→ Task item: Give back the entries verbatim.

→ Records:

——————

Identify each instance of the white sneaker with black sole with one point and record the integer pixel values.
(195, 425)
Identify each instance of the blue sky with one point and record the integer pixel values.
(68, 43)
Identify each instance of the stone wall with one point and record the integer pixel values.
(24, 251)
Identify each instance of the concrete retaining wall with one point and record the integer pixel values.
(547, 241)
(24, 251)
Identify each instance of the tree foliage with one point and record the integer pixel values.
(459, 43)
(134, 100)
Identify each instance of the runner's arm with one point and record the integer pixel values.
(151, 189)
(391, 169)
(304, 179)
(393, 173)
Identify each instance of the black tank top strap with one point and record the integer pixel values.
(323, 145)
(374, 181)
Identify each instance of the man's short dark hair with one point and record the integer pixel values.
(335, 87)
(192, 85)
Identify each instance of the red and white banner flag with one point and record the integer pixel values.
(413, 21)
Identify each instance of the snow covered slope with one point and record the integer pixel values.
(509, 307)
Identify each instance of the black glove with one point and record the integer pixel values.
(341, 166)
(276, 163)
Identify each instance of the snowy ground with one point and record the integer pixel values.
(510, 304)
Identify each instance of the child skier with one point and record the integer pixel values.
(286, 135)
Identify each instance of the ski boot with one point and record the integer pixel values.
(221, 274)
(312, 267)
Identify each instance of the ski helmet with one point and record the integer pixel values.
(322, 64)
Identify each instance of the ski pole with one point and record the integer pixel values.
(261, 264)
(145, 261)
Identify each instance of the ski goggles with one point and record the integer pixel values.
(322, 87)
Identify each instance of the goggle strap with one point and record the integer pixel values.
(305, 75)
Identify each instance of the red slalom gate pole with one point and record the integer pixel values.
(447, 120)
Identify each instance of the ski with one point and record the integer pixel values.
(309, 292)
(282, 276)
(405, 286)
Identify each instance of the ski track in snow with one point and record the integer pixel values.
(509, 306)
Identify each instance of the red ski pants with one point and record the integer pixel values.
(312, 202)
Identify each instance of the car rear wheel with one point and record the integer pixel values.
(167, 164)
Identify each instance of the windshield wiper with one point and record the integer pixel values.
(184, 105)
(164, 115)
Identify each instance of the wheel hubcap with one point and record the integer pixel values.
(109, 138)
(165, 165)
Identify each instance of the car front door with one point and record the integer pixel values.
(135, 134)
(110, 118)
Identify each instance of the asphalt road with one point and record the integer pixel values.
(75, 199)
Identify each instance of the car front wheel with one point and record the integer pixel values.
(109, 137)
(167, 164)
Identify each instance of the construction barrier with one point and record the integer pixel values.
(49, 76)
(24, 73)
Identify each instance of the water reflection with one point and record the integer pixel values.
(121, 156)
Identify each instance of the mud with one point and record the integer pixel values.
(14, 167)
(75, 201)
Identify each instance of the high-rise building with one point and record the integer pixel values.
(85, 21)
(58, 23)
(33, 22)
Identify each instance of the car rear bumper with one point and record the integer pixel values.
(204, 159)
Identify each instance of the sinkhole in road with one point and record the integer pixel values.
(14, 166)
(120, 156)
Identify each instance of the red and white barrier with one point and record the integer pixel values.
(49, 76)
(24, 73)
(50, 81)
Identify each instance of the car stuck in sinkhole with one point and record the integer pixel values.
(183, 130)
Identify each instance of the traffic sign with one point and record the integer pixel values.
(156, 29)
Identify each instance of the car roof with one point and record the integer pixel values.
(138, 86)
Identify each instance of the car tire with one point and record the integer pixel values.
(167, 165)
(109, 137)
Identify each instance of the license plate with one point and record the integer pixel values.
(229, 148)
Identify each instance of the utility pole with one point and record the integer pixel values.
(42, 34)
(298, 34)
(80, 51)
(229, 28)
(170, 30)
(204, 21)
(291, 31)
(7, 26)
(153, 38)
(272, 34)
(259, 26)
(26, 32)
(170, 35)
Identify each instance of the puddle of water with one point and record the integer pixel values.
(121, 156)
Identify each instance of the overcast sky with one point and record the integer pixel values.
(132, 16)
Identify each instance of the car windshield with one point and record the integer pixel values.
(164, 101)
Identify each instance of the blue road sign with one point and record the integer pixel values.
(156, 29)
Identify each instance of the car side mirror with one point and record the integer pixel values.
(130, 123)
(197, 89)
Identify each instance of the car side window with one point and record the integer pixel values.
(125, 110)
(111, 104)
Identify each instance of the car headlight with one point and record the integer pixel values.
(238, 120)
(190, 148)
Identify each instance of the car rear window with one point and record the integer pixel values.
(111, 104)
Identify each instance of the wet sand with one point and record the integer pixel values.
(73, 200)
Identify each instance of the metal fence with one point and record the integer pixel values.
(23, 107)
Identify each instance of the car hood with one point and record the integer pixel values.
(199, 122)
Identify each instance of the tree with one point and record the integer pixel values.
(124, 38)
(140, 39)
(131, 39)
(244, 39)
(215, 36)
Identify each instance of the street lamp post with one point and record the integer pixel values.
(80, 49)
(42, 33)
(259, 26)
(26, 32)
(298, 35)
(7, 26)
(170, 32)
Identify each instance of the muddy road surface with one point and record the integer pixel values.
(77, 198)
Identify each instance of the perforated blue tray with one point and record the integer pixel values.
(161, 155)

——————

→ Task solution:
Identify each instance of the white sneaker with black sole with one point and record the integer pixel values.
(195, 425)
Identify each instance of the blue sky with one point and record the integer pixel values.
(68, 43)
Identify each instance of the stone wall with one point and record the integer pixel values.
(24, 251)
Identify each instance of the concrete retaining wall with one point and record the integer pixel values.
(547, 241)
(24, 251)
Identify each instance of the tree foliage with one point and record the integer pixel values.
(459, 43)
(134, 100)
Identify each instance of the runner's arm with one point and record the integer pixel values.
(151, 189)
(391, 169)
(304, 179)
(393, 173)
Identify each instance of the black tank top strap with one point and record the integer pixel values.
(323, 145)
(374, 181)
Identify each instance of the man's short dark hair with one point and record the integer pixel values.
(335, 87)
(192, 85)
Identify each instance of the red and white banner flag with one point and record the integer pixel values.
(413, 21)
Identify each instance of the snow covered slope with one point and record the integer pixel values.
(509, 307)
Identify each instance of the black glove with one point and record the integer pixel values.
(341, 166)
(276, 163)
Identify each instance of the snowy ground with one point and record the integer pixel values.
(510, 304)
Identify each instance of the child skier with one point and record the integer pixel values.
(286, 135)
Identify each instance of the ski boot with one point and record the integer pixel values.
(221, 274)
(312, 267)
Identify each instance of the ski helmet with one point and record the integer pixel values.
(322, 64)
Identify each instance of the ski pole with one point and record the integer pixel values.
(261, 264)
(145, 261)
Identify each instance of the ski goggles with one point and record the integer pixel values.
(322, 87)
Identify each instance of the goggle strap with one point and record the integer pixel values.
(305, 75)
Identify each instance of the red slalom gate pole with one point and record the integer pixel values.
(447, 120)
Identify each instance of the ski with one point and record the integer pixel values.
(309, 292)
(282, 276)
(405, 286)
Identify each instance of the ski track in snow with one point and record the integer pixel values.
(509, 306)
Identify each instance of the red ski pants with one point and record the integer pixel values.
(312, 202)
Identify each instance of the car rear wheel with one point and record the integer pixel values.
(167, 164)
Identify each instance of the windshield wiper with one point and record the integer pixel values.
(184, 105)
(164, 115)
Identify each instance of the wheel hubcap with one point and record the integer pixel values.
(109, 138)
(165, 165)
Identify each instance of the car front door with one point and record the integer pixel values.
(135, 134)
(110, 118)
Identify each instance of the asphalt road with one point and record the integer pixel values.
(75, 199)
Identify each instance of the car front wheel with one point and record the integer pixel values.
(109, 137)
(167, 164)
Identify each instance of the construction barrier with one point and record the integer pixel values.
(49, 76)
(24, 73)
Identify each instance of the water reflection with one point and record the integer pixel values.
(121, 156)
Identify each instance of the mud with one point and record the integer pixel values.
(14, 167)
(75, 201)
Identify each instance of the high-rise building with one point and record the integer pixel values.
(85, 21)
(58, 23)
(33, 22)
Identify each instance of the car rear bumper with one point and record the integer pixel values.
(204, 159)
Identify each instance of the sinkhole in road with one point and record the integer pixel values.
(14, 166)
(120, 156)
Identify each instance of the red and white barrier with one point and record the integer pixel values.
(49, 76)
(24, 73)
(50, 81)
Identify each instance of the car stuck in sinkhole with one point and record the integer pixel values.
(183, 130)
Identify each instance of the traffic sign with one point and record the integer pixel values.
(156, 29)
Identify each instance of the car roof with one point and record the integer pixel values.
(138, 86)
Identify each instance of the car tire with one point and record the integer pixel values.
(167, 165)
(109, 137)
Identify each instance of the license plate with one point and record the integer pixel values.
(229, 148)
Identify each instance of the utility pole with one point and record the integer pixel values.
(42, 34)
(298, 34)
(80, 51)
(229, 28)
(170, 30)
(204, 21)
(291, 31)
(7, 26)
(153, 38)
(272, 34)
(259, 26)
(26, 32)
(170, 35)
Identify each instance of the puddle of water with one point and record the integer pixel values.
(121, 156)
Identify each instance of the overcast sky with one point and record the integer pixel values.
(132, 16)
Identify each instance of the car windshield with one point and record the integer pixel values.
(164, 101)
Identify each instance of the blue road sign with one point and record the integer pixel values.
(156, 29)
Identify each instance of the car side mirror with one point and record the integer pixel values.
(130, 123)
(197, 89)
Identify each instance of the car side window with one point and record the integer pixel values.
(125, 110)
(111, 104)
Identify each instance of the car headlight with one point and record the integer pixel values.
(238, 120)
(190, 148)
Identify each instance of the car rear window with one point and record the integer pixel values.
(111, 104)
Identify each instance of the wet sand with one point and record the integer pixel values.
(73, 200)
Identify each instance of the metal fence with one point and record the integer pixel values.
(23, 107)
Identify each instance of the car hood with one point and record the integer pixel values.
(199, 122)
Identify each instance of the tree with one point and record the integer pixel values.
(124, 38)
(140, 39)
(131, 39)
(244, 39)
(215, 36)
Identify each instance of the street lamp post with one point and record the integer pixel values.
(80, 49)
(42, 33)
(259, 26)
(26, 32)
(298, 35)
(7, 26)
(170, 32)
Identify each instance of the muddy road surface with one point and record the integer pixel values.
(77, 198)
Identify each instance of the perforated blue tray with one point and record the integer pixel values.
(161, 155)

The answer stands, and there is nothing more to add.